Фрагмент страницы:
——
Перейдя от мистического ужаса перед революцией к мистическому восторгу предвкушения, Белый еще более идеализировал революционный архетип, этот «акт зачатия творческих форм, созревающих в десятилетиях». В годы реакции на страницах «Весов» он публиковал злые фельетоны, высмеивающие обывательство и «декаданс», призывая на головы филистеров новый очистительный вихрь. В своих мечтах он напрямую связывал социальную революцию со свершающейся революцией в искусстве и оправдывал любые проявления революционного экстремизма, якобы долженствующим воспоследовать духовным возрождением народа. Дионисийский хаос как проявление революционных начал виделся Белому неизбежной ступенью на пути к гармонии будущего.
——
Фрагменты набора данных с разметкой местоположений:
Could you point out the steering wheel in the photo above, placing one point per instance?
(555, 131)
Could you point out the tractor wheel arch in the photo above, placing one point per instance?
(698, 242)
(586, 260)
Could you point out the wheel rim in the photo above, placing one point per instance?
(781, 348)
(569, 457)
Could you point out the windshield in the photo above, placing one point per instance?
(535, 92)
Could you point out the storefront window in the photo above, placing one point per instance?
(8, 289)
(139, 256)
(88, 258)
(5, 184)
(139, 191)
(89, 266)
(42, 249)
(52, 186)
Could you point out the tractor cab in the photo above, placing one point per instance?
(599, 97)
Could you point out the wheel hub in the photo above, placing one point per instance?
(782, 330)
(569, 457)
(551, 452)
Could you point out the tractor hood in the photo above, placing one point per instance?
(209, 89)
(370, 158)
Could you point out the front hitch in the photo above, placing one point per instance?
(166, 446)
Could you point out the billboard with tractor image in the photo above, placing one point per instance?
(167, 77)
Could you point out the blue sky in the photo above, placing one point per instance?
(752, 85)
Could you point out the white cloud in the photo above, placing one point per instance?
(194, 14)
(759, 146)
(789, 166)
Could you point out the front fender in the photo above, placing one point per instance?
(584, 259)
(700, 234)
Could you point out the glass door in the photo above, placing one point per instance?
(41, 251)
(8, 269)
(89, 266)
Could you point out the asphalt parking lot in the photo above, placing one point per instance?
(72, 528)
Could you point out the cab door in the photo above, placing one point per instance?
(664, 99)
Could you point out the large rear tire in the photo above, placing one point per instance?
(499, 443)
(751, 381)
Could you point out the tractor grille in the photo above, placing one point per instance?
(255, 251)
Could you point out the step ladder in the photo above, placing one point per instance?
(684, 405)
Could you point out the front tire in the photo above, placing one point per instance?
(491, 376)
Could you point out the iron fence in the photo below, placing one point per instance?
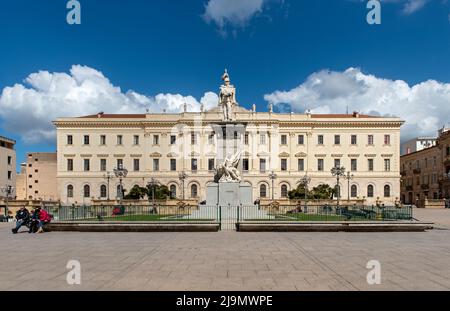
——
Набор заданий:
- A) В каком издании, по словам фрагмента о Белом и революции, Белый публиковал злые фельетоны в годы реакции?
- B) Перепечатайте часть фрагмента о Белом и революции: начните с места, где стоят слова «Перейдя от мистического», и остановитесь после слов «к гармонии будущего.».

Решения заданий:
- A) В «Весах».

- B)
Перейдя от мистического ужаса перед революцией к мистическому восторгу предвкушения, Белый еще более идеализировал революционный архетип, этот «акт зачатия творческих форм, созревающих в десятилетиях». В годы реакции на страницах «Весов» он публиковал злые фельетоны, высмеивающие обывательство и «декаданс», призывая на головы филистеров новый очистительный вихрь. В своих мечтах он напрямую связывал социальную революцию со свершающейся революцией в искусстве и оправдывал любые проявления революционного экстремизма, якобы долженствующим воспоследовать духовным возрождением народа. Дионисийский хаос как проявление революционных начал виделся Белому неизбежной ступенью на пути к гармонии будущего.